** Begin **

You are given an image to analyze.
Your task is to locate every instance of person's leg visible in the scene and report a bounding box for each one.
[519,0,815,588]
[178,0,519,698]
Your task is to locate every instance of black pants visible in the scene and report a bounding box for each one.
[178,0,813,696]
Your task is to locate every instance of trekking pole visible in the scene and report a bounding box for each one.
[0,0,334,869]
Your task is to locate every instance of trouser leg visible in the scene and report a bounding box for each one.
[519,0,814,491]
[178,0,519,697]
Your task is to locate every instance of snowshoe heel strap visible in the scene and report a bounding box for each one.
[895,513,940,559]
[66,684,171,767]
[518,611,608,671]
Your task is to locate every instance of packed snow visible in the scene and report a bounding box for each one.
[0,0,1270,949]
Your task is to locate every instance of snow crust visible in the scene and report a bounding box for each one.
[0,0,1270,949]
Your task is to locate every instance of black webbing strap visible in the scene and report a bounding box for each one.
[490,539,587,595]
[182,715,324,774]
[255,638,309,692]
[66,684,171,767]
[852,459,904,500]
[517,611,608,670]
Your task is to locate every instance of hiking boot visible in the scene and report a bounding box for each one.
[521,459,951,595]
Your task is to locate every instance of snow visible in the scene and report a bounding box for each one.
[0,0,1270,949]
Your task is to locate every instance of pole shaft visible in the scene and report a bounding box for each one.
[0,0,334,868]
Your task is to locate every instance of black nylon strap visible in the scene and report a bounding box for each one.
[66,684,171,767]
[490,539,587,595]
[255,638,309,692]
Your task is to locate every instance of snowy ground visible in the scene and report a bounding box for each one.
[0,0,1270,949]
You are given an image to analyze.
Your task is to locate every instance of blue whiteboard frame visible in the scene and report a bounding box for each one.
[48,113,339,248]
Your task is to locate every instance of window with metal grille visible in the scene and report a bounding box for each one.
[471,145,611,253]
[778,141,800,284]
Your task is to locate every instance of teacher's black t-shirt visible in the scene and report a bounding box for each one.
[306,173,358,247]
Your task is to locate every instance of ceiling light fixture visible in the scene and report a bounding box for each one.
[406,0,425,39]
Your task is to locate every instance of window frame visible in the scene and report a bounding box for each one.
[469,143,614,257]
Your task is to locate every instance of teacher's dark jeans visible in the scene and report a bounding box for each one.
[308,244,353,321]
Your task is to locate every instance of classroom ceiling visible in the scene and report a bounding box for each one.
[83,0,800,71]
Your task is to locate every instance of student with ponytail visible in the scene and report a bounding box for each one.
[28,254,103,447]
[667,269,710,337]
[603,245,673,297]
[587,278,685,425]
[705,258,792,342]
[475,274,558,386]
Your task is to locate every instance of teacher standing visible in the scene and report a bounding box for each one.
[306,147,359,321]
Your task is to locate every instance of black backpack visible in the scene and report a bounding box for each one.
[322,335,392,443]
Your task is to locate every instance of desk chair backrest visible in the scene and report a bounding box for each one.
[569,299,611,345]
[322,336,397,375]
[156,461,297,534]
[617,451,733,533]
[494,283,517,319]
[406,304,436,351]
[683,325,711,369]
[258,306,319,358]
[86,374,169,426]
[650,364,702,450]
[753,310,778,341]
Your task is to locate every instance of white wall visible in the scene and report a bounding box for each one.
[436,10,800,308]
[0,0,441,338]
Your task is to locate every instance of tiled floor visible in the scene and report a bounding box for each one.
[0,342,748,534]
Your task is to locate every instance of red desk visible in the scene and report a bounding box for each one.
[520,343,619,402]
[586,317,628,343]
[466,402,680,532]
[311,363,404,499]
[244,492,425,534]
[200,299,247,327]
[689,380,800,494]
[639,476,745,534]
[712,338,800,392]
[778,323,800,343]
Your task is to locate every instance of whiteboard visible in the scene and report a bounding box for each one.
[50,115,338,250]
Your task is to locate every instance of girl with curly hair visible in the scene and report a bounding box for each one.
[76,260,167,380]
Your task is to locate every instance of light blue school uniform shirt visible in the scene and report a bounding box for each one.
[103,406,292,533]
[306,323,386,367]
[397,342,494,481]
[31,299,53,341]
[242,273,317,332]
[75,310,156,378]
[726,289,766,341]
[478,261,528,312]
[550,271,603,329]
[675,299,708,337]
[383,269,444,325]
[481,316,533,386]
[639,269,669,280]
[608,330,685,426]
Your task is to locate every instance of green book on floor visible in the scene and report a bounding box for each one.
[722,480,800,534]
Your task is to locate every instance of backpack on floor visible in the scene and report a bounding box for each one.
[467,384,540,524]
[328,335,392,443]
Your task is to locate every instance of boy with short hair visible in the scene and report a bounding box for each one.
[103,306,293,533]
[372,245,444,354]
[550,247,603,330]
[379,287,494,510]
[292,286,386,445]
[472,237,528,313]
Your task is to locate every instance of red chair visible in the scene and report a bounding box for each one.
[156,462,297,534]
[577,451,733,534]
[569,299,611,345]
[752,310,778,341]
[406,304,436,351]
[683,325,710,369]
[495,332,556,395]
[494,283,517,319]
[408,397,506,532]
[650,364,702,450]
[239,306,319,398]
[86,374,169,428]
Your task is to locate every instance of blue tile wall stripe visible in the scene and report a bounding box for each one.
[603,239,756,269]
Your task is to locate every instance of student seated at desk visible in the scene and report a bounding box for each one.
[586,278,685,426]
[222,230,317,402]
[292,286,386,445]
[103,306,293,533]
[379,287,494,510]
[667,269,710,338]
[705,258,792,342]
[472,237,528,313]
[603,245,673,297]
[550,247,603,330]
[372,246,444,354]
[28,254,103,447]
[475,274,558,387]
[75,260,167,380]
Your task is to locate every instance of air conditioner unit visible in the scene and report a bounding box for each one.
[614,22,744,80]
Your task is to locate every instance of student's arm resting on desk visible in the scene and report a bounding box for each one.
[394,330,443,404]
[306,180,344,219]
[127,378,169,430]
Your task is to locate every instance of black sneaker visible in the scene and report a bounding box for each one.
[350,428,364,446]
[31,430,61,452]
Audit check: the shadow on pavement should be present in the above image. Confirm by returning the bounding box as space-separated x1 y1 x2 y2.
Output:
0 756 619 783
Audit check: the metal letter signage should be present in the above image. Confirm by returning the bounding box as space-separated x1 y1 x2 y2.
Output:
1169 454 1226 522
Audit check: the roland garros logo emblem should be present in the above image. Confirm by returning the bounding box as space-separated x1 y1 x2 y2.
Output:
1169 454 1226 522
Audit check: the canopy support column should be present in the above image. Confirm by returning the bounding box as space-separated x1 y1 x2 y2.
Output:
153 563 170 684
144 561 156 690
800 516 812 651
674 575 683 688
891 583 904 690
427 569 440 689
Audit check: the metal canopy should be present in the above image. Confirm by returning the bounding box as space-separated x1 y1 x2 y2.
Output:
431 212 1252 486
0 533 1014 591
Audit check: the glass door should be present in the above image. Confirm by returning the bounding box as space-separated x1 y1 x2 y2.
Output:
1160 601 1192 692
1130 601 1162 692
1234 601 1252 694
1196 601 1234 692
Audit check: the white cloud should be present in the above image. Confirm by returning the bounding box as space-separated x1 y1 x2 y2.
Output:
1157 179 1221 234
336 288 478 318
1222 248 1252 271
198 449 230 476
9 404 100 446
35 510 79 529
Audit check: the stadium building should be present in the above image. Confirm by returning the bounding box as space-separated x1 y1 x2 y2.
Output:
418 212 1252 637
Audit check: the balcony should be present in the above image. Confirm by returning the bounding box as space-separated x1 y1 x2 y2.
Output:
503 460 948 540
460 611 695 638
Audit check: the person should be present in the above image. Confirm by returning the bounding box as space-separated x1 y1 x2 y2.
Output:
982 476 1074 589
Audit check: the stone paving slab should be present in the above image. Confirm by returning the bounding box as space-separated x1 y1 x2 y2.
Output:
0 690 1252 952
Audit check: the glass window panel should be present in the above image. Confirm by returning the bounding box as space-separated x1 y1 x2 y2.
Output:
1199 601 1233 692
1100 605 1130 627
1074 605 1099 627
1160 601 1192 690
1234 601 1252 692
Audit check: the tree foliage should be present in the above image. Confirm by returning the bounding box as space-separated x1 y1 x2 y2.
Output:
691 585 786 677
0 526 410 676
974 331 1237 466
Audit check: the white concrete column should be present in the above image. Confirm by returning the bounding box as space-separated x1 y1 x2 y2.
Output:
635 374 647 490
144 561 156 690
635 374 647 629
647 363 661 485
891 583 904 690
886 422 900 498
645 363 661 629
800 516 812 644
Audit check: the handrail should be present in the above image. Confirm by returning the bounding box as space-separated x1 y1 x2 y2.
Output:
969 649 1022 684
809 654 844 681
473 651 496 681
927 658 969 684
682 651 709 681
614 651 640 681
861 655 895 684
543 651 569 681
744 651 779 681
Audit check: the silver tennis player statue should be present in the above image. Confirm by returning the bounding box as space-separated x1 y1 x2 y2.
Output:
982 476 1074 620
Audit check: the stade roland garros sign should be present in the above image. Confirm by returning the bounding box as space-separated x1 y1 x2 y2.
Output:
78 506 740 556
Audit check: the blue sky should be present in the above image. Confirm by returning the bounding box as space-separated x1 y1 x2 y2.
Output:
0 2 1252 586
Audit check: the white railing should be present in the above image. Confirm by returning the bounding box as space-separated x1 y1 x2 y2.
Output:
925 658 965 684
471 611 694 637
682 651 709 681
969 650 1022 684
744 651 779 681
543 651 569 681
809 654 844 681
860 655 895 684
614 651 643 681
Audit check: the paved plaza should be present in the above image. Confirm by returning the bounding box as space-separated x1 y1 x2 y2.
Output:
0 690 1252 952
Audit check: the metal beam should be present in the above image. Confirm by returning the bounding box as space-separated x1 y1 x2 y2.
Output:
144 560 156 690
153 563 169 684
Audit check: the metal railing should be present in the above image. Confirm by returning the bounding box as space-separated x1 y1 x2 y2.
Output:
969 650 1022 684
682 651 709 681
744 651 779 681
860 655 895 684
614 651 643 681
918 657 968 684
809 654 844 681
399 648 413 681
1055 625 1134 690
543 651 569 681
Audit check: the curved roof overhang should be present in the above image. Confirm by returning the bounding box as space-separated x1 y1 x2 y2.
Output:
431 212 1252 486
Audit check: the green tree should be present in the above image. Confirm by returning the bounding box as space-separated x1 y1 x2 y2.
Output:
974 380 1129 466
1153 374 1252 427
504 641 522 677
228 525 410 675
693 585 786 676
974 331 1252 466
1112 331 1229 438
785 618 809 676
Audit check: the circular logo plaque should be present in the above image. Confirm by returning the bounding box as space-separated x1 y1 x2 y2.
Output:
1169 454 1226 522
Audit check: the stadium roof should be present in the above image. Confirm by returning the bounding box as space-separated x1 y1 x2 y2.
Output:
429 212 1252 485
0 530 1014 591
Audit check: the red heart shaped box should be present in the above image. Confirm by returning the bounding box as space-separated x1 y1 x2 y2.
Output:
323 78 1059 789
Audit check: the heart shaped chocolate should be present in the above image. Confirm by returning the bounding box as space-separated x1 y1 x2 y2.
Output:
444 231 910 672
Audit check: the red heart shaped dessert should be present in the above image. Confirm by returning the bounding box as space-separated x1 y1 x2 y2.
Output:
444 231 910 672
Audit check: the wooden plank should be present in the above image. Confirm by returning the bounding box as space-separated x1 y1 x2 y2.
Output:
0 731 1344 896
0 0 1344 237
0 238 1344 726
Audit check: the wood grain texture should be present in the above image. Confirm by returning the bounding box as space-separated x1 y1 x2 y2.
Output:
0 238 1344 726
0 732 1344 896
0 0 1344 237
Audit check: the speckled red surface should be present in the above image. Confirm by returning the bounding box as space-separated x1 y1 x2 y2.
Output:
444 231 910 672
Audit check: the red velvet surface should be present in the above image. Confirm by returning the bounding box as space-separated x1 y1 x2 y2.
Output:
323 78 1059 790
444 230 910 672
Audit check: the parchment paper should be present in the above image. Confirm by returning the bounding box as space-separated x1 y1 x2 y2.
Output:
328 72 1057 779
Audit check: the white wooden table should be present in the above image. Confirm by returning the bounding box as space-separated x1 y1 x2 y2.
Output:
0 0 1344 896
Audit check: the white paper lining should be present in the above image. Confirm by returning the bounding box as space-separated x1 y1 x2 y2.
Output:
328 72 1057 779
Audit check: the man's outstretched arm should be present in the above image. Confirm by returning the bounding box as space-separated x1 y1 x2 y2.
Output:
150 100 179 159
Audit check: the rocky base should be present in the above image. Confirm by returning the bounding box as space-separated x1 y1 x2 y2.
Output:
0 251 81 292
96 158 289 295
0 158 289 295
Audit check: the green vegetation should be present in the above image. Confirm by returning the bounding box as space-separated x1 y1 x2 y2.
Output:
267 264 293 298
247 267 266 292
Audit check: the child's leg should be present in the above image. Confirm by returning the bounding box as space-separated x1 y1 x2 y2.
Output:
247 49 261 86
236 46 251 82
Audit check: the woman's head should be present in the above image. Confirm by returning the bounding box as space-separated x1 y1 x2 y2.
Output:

** End **

- **WRITTEN INSTRUCTION**
Can you repeat the data from the line with "Audit check: the stone" up to and including the line with "974 331 1237 466", substituting "Verification step" for "Audit check" and leaving everything else unchanged?

- **WORKED ANSWER**
Verification step: the stone paving slab should be present in the above image. Confirm by returning the bounding box as space-separated x1 y1 x2 y2.
Output:
0 690 1252 952
Verification step: the glass window panel should be present in the above image. Confirm by returning the bounding box as space-separated x1 y1 x2 y2.
Output:
1199 601 1233 692
1100 605 1130 627
1074 605 1099 627
1160 601 1192 690
1234 601 1252 692
Verification step: the tree foliage should be present in the above image. Confirm by returning the bounding box as space-separated x1 y1 x2 y2.
Output:
691 585 786 677
0 526 410 676
974 331 1237 466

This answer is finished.